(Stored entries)
..............................

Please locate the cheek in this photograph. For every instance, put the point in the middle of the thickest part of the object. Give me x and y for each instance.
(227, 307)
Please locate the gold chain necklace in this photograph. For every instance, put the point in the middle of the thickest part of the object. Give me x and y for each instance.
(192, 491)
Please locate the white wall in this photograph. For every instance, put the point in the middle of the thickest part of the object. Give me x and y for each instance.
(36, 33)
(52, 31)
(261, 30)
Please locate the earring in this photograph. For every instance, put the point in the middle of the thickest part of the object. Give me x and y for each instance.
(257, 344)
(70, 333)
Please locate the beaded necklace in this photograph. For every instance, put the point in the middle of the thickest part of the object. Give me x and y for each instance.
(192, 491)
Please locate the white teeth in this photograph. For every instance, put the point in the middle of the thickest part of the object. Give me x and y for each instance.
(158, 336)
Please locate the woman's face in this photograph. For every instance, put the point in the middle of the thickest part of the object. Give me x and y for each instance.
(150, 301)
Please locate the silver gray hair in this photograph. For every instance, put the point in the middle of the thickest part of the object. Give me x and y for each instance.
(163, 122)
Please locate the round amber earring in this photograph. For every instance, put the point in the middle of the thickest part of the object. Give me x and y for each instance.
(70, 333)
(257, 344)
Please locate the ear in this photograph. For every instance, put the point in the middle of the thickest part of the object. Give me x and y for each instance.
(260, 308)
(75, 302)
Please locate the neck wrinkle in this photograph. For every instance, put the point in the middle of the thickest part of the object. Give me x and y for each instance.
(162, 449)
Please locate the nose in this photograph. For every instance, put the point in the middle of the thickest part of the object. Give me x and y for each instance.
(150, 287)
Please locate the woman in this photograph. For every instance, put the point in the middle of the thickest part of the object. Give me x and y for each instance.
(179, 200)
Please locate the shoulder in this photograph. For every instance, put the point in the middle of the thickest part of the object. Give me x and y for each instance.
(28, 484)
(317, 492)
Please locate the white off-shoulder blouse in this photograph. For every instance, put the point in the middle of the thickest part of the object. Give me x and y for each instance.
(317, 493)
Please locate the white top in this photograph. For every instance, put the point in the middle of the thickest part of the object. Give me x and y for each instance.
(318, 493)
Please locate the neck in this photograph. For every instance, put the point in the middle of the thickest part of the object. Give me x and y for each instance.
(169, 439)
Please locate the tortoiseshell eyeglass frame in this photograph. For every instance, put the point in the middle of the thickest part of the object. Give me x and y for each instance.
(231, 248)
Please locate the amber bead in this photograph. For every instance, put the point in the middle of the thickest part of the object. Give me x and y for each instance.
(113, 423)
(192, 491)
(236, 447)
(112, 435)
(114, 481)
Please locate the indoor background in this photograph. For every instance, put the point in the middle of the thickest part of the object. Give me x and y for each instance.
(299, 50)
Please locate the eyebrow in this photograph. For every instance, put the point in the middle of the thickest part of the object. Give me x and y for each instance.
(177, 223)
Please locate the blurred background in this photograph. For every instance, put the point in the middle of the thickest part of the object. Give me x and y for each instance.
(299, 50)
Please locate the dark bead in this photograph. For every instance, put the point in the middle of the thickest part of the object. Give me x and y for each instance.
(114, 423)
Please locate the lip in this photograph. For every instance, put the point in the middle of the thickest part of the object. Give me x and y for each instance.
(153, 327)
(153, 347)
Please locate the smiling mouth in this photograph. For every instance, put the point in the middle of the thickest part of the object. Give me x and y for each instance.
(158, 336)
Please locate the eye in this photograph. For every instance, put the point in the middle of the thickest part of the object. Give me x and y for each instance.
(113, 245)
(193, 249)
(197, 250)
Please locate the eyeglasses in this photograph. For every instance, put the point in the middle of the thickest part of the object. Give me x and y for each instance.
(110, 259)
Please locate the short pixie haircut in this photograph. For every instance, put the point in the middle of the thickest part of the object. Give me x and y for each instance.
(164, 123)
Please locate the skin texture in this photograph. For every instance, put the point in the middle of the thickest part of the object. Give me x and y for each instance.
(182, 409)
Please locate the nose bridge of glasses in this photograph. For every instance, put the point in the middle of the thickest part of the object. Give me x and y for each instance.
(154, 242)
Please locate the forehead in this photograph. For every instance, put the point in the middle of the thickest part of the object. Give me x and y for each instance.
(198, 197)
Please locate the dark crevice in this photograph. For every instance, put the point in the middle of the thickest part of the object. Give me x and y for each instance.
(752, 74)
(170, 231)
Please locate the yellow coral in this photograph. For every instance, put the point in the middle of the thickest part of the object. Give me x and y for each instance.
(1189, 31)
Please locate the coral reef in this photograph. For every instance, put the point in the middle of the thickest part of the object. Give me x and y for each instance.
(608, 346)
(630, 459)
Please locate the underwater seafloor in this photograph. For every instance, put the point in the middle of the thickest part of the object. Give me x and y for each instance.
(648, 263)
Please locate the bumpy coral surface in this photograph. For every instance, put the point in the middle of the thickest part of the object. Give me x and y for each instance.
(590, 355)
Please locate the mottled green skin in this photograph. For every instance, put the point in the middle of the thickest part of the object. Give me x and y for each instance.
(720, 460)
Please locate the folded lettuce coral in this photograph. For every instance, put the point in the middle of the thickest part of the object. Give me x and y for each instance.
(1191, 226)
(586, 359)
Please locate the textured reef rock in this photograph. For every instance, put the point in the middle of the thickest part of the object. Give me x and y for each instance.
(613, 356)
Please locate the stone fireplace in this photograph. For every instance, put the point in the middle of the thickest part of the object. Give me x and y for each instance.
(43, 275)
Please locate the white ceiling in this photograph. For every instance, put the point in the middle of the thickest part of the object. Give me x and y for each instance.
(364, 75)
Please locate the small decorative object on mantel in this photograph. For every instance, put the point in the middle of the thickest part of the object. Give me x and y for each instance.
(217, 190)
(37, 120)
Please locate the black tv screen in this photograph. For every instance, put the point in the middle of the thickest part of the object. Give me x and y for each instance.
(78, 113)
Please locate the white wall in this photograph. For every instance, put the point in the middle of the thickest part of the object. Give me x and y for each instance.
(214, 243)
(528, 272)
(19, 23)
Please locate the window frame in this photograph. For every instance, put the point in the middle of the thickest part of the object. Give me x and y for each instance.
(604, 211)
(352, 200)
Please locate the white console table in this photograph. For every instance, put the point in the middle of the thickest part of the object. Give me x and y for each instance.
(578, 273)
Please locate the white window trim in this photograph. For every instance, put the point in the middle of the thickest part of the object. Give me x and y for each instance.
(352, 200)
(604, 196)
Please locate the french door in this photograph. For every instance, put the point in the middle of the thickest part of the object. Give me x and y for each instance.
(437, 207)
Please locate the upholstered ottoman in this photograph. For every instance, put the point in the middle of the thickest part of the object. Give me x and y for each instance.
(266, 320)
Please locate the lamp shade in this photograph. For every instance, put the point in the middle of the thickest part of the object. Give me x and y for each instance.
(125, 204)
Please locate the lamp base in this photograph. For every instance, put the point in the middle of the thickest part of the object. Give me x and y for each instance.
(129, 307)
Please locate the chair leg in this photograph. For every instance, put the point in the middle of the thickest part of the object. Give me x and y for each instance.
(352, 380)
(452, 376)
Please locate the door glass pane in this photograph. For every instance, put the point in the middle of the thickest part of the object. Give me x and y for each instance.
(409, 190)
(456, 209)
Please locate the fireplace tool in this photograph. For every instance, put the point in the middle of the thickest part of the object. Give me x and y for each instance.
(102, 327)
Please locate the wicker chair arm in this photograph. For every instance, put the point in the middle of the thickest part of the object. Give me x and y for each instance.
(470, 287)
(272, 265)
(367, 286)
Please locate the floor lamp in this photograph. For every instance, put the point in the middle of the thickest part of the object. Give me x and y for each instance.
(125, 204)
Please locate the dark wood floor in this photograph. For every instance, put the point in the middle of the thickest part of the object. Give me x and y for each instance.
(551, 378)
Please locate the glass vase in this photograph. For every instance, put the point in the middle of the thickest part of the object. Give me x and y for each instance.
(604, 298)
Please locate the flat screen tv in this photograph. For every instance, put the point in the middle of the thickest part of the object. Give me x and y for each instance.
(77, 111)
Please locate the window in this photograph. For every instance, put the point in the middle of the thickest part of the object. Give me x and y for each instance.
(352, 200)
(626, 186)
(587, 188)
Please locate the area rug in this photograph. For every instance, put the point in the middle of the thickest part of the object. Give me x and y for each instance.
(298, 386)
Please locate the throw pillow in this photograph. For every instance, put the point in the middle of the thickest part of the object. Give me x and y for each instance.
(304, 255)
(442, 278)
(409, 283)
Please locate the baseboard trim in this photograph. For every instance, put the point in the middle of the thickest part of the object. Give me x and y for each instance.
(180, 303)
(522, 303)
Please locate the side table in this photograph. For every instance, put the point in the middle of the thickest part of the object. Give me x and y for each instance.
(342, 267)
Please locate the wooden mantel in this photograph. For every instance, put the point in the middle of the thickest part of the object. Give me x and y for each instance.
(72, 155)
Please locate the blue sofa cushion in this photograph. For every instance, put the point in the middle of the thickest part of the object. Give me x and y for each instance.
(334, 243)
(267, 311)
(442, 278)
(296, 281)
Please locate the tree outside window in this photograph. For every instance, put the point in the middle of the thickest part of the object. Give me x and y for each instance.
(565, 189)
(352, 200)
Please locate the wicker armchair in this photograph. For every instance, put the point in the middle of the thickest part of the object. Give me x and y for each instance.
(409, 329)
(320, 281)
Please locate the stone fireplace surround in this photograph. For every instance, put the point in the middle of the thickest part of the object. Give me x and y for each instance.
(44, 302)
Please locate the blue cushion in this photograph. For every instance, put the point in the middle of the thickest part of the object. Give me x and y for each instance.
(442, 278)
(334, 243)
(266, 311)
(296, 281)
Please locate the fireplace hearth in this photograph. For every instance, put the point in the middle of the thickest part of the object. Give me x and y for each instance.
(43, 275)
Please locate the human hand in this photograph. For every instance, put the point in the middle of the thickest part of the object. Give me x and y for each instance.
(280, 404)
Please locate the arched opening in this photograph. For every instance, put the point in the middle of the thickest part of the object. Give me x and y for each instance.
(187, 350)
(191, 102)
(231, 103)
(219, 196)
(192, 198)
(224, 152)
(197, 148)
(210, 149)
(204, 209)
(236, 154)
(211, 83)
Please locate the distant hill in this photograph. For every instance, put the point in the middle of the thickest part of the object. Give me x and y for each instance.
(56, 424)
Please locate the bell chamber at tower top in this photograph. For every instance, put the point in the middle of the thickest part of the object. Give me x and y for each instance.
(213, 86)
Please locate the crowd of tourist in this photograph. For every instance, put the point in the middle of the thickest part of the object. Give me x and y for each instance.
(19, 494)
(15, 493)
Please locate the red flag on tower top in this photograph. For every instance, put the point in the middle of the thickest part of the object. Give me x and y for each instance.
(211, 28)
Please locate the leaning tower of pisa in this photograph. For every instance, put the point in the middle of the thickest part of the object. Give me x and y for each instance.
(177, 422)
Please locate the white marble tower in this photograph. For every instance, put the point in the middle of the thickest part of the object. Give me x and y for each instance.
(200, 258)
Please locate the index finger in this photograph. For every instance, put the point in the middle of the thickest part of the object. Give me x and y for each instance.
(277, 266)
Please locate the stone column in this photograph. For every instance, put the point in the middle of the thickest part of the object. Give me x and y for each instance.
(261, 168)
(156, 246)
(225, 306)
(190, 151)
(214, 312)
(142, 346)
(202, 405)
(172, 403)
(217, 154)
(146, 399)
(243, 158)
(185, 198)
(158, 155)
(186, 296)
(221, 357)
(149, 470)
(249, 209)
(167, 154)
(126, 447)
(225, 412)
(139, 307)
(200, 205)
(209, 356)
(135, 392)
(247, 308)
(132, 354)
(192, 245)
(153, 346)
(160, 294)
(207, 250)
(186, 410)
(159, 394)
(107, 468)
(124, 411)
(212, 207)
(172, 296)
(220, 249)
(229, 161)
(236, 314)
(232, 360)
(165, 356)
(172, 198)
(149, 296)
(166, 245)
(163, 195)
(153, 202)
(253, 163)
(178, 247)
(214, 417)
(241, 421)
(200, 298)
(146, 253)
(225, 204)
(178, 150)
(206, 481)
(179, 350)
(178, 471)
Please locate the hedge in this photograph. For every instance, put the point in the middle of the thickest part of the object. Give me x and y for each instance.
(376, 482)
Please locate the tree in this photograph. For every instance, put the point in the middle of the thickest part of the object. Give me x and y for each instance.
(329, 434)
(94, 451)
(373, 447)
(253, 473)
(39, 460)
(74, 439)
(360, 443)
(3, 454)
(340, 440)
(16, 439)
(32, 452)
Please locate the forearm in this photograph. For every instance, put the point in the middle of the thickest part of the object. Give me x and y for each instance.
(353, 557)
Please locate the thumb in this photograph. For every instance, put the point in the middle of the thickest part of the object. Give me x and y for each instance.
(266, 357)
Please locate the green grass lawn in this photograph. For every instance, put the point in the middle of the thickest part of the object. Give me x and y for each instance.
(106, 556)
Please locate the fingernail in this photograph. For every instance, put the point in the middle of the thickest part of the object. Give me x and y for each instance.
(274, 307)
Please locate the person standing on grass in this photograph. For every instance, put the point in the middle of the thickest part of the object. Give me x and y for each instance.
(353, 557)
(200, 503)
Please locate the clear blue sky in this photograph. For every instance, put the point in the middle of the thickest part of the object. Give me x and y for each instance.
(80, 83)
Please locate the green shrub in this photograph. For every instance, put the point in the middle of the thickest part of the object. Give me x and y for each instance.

..............................

* _The exercise_
Reproduce the listing above exactly from the line containing "Please locate the thumb" through its last line, with both of those lines included.

* _Response to the exercise_
Please locate the thumb in this photograph. For every instance, put the point in the middle of the thickest part of the object. Give me x and y for each instance.
(266, 357)
Please locate the green grass lawn in this photograph. For every instance, put the point in the middle of the thickest part of the object. Give me x and y for each instance.
(106, 556)
Please locate the fingernail in this photograph. For every instance, put the point in the middle of the thickest part of the object. Give me x and y for each instance.
(274, 307)
Please locate the person standing on grass in this photograph. For every instance, put the point in the middle of the thickest part of the object. Give me x and y for each instance.
(353, 557)
(200, 503)
Please locate the clear blue sky in this photograph. For every instance, put the point in the middle of the thickest part of the object. Give me x and y for each instance.
(80, 83)
Please locate the green shrub in this photograph. For every instance, put the point in the middle of the thickest part of the object. Give me x and y for each instance.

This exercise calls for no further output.